[Opening PASSAGE TO READ section]

This is the closed loop from the Blue Square track — criteria → tests → fail → implement → pass — operating at the system level instead of the code level. The golden dataset is your acceptance criteria. The eval harness is your test suite. The AI instruction or threshold update is your implementation. The re-eval is your verification.
Team Discussion: What Would You Change?¶
Format: Team Discussion Time: ~2 minutes
Your eval harness shows that the AI analysis layer generates an accurate briefing for Salt Lake (correctly highlighting Considerable danger with all three problems) but generates an inaccurate briefing for Ogden — characterizing it as elevated risk when the forecaster rated it Moderate.
Discuss: Walk through the three levers. Is this most likely a pipeline logic bug, a threshold configuration issue, or an AI instruction refinement need? How would you decide which lever to pull? What's the risk of each fix — could fixing Ogden's briefing break Salt Lake's? How does the golden dataset protect you from that regression?
The Wall You're About to Hit¶
You now have the measurement infrastructure: golden datasets for correctness, structured logging for diagnostics, and feedback loops for improvement. You can identify what's wrong, find where it went wrong, and fix it.
But: you're still the one doing all of that. Every eval failure lands on your desk. Every trace investigation is your time. Every skill refinement is your judgment. You've automated the measurement, but the response to measurement is still manual.
When five parallel workstreams each produce eval failures, you're the bottleneck again — just at a higher level than before. You've gone from reviewing code to reviewing system correctness, which is better, but it still doesn't scale.
That's what Lift 3 addresses.
Key Insight¶
Measurement without a feedback loop is just noise. The power of evals isn't knowing what's wrong — it's having a systematic path from "wrong" to "fixed." Eval failure → diagnose with traces → update the right lever (logic, thresholds, or AI instructions) → re-eval to confirm. The golden dataset plays dual roles: it's both the test that reveals failures and the acceptance criteria that confirms fixes. The same closed-loop pattern from Blue Square — criteria → fail → implement → pass — works at the system level when your criteria are golden datasets and your tests are evals.

[Closing PASSAGE TO READ section]
[Opening RECORD EXTRACTS section]

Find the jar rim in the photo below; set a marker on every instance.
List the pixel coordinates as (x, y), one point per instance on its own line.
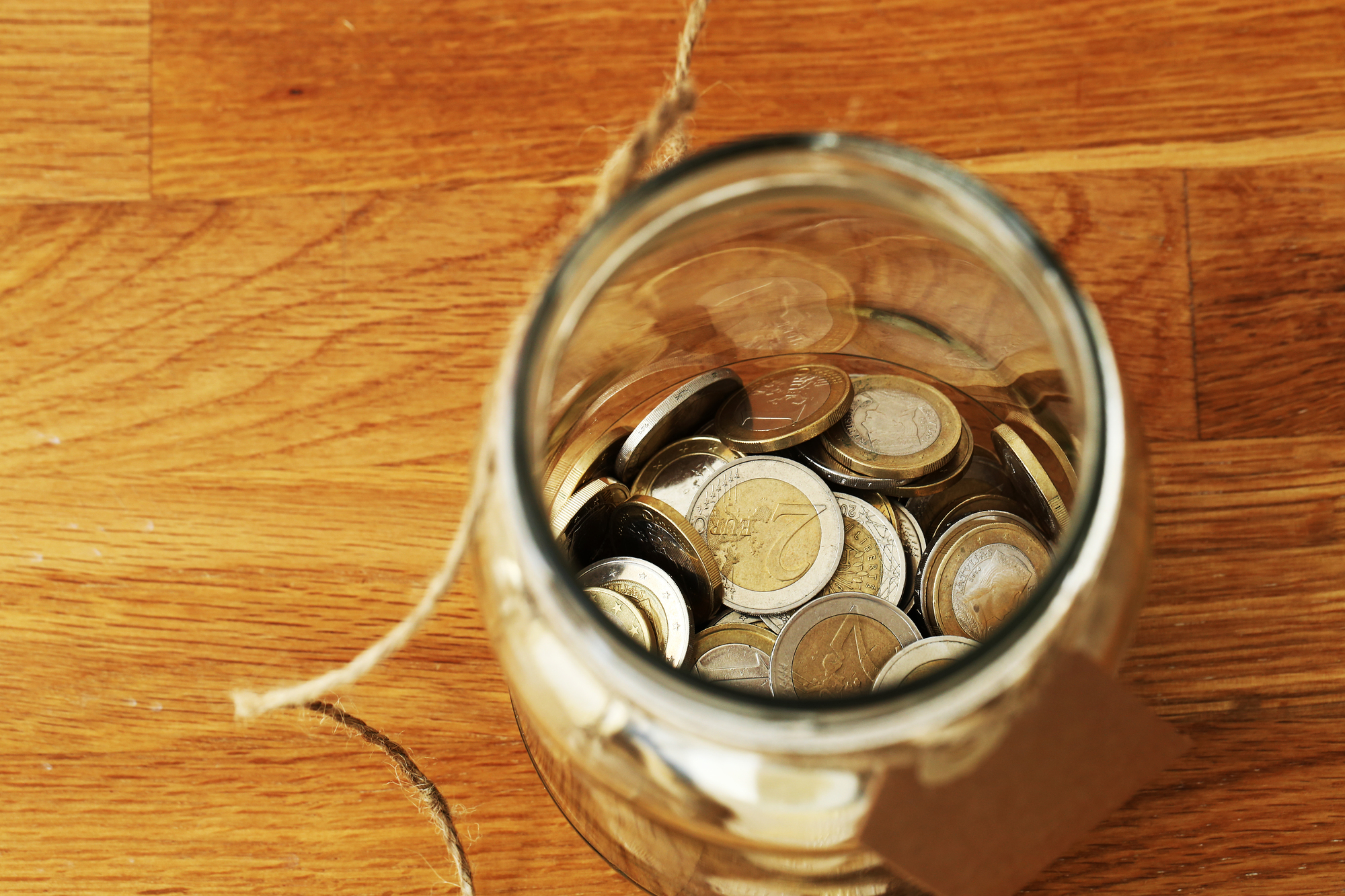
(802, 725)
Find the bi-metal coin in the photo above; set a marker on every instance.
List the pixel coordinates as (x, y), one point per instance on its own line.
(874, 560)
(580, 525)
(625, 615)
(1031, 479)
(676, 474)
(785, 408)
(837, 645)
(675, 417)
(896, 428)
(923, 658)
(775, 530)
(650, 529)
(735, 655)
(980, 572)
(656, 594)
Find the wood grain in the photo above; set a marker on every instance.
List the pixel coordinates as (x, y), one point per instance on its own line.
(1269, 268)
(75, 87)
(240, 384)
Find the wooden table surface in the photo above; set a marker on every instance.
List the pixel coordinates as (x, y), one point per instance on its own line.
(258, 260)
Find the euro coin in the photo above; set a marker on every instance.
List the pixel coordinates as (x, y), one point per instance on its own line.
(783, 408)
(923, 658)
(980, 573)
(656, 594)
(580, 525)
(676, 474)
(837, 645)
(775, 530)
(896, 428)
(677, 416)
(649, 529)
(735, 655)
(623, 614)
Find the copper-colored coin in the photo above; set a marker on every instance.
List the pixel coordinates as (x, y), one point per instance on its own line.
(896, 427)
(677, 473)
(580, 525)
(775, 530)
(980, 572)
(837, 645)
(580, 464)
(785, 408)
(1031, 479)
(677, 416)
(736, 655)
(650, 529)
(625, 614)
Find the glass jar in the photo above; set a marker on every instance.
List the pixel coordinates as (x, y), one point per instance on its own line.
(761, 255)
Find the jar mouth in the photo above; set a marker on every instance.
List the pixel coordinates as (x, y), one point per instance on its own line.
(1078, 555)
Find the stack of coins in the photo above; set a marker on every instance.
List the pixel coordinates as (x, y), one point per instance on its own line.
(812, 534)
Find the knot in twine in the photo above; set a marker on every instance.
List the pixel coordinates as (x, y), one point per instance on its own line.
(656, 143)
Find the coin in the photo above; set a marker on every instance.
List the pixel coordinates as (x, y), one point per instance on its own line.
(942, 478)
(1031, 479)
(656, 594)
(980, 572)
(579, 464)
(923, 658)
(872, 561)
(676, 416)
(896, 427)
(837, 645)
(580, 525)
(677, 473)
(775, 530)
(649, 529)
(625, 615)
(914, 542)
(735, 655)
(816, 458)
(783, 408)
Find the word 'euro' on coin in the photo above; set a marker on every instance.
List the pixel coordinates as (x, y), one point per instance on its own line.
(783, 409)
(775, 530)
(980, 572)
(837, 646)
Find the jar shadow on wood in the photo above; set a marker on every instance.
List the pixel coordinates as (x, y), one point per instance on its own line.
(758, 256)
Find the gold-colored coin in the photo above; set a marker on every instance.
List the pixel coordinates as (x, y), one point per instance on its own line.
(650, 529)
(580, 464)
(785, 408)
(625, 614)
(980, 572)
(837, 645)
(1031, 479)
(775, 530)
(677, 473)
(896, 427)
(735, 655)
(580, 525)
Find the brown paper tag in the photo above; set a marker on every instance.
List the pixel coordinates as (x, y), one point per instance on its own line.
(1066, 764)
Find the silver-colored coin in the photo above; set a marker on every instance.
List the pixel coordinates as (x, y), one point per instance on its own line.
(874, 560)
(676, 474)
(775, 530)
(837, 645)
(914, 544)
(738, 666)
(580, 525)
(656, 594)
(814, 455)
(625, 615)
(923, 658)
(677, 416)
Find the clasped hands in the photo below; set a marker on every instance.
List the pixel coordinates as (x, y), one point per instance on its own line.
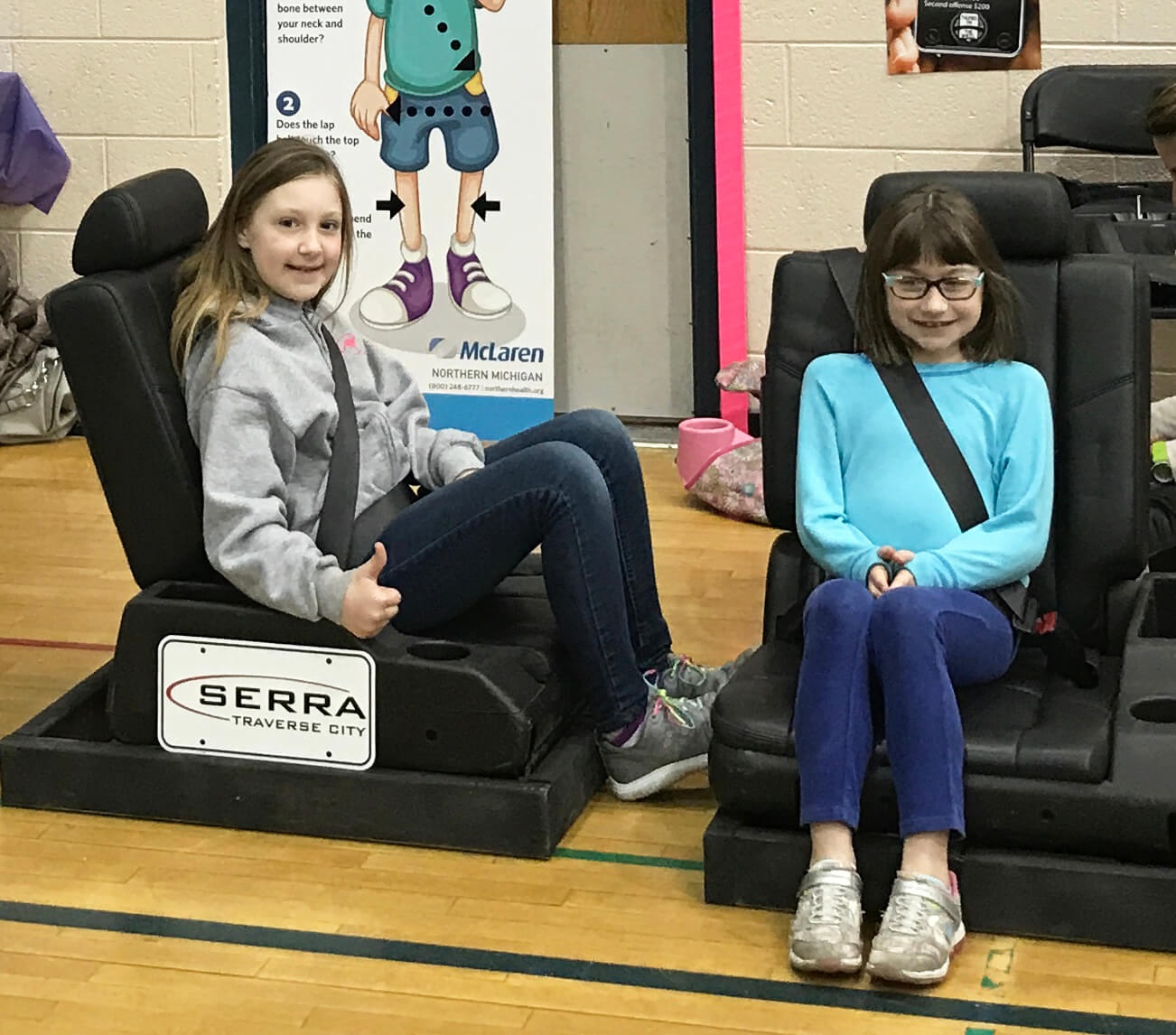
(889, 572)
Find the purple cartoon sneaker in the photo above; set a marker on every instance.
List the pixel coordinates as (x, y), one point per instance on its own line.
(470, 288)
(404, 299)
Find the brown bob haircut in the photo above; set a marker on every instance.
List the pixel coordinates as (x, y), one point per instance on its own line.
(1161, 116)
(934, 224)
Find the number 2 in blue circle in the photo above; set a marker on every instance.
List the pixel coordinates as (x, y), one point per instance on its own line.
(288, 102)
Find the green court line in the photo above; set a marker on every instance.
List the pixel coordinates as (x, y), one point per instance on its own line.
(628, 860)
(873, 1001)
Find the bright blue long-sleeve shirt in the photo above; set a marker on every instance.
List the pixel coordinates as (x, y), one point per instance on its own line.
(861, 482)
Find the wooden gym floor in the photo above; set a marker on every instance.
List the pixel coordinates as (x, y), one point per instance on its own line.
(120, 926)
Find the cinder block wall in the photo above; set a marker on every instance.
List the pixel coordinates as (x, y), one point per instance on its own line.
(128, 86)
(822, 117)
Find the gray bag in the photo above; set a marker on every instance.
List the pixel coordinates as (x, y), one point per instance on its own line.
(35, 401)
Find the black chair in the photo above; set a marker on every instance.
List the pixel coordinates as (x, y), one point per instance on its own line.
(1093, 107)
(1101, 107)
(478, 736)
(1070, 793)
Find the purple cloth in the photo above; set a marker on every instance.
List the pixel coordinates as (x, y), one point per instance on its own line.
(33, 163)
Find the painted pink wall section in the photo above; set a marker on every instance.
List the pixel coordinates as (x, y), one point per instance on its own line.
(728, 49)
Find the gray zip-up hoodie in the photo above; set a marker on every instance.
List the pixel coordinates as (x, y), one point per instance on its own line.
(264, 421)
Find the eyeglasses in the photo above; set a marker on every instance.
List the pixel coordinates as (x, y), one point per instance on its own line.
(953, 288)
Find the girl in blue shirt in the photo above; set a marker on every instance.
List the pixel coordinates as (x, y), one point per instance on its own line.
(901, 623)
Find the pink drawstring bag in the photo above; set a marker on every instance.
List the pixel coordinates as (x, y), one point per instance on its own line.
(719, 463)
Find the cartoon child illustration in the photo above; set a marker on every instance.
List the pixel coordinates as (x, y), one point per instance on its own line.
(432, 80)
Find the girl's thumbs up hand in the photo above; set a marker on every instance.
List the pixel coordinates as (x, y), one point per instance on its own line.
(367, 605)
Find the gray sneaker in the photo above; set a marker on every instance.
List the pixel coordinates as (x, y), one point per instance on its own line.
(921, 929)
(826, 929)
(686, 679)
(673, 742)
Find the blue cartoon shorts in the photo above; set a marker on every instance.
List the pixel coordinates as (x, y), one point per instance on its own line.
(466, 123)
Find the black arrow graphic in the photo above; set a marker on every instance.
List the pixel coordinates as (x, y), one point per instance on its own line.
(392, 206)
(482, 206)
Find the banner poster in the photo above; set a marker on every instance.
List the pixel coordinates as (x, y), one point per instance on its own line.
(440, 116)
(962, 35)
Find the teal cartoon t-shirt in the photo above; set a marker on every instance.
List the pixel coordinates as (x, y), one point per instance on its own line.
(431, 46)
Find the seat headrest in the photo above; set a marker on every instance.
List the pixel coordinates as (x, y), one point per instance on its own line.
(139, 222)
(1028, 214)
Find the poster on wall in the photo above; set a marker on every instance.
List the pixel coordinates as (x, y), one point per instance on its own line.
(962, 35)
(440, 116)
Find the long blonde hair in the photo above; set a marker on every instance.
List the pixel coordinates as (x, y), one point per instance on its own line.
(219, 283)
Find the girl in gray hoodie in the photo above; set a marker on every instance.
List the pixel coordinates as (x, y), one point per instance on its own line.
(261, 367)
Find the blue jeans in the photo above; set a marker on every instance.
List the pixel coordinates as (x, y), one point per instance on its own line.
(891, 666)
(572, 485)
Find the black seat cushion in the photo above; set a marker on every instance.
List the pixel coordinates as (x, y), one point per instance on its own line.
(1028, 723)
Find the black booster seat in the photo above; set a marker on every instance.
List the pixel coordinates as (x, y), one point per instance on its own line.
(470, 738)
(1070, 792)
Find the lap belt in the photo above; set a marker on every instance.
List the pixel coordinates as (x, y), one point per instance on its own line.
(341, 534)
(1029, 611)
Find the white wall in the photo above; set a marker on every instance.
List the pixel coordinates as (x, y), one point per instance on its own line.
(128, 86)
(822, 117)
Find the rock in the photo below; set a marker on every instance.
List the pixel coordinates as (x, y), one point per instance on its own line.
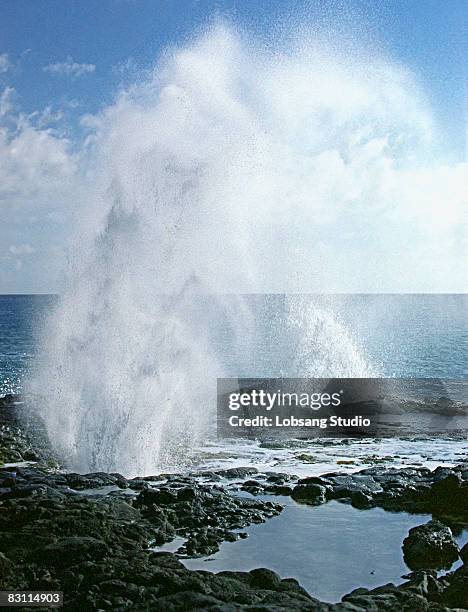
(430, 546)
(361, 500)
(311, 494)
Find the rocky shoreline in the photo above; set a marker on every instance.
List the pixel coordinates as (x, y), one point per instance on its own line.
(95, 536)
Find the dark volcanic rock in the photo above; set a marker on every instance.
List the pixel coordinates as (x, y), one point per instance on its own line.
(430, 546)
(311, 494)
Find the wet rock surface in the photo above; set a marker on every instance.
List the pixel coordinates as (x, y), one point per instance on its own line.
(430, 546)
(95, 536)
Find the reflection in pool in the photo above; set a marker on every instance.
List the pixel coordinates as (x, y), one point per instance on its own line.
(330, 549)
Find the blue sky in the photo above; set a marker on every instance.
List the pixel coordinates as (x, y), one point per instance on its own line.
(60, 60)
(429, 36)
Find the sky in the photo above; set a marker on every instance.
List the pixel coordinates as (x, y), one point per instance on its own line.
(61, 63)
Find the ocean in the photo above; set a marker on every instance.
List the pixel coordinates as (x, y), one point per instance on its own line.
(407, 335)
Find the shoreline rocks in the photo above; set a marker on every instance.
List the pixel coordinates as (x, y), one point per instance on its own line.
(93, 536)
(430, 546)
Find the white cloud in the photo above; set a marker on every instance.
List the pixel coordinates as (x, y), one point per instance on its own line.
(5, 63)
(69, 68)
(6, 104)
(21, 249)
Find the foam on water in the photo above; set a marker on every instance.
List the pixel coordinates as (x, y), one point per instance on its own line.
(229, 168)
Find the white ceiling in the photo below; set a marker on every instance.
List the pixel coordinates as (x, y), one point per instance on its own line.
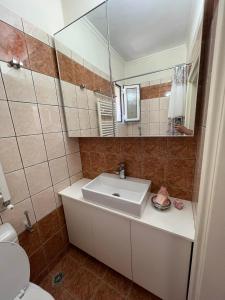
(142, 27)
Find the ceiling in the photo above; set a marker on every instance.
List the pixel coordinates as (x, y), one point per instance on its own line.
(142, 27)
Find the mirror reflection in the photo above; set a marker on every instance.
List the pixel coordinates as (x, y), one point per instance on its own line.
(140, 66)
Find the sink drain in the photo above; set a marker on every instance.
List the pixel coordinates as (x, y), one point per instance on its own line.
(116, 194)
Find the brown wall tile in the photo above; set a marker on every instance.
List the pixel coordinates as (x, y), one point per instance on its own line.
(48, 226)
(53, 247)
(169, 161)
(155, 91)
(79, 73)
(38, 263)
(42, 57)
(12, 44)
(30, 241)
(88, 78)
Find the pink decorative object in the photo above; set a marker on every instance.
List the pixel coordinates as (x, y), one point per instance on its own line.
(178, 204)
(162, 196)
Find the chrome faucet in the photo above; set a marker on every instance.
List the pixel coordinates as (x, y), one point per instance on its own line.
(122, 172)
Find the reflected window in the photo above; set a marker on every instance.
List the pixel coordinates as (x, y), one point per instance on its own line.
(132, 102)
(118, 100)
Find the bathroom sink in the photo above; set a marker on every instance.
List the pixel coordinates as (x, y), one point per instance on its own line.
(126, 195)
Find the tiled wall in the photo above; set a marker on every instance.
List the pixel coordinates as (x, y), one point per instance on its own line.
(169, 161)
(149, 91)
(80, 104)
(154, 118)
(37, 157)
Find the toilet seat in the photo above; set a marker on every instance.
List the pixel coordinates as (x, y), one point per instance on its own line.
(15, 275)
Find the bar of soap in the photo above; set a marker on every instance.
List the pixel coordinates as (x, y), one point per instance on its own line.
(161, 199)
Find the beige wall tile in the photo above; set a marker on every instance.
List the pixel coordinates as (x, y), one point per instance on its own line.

[Closing RECORD EXTRACTS section]

EXERCISES TO COMPLETE
a: Reproduce the passage on eval feedback loops between "Discuss: Walk through" and "and fix it.", inclusive.
b: Answer these questions from the passage on eval feedback loops:
(i) What danger level did the forecaster give Ogden?
(ii) What three parts make up the measurement infrastructure?
(iii) In the opening paragraph, what is the golden dataset said to be?
The listing was taken from a separate source.

RESULTS IN ORDER
a:
Discuss: Walk through the three levers. Is this most likely a pipeline logic bug, a threshold configuration issue, or an AI instruction refinement need? How would you decide which lever to pull? What's the risk of each fix — could fixing Ogden's briefing break Salt Lake's? How does the golden dataset protect you from that regression?
The Wall You're About to Hit¶
You now have the measurement infrastructure: golden datasets for correctness, structured logging for diagnostics, and feedback loops for improvement. You can identify what's wrong, find where it went wrong, and fix it.

b:
(i) Moderate.
(ii) Golden datasets for correctness, structured logging for diagnostics, and feedback loops for improvement.
(iii) Your acceptance criteria.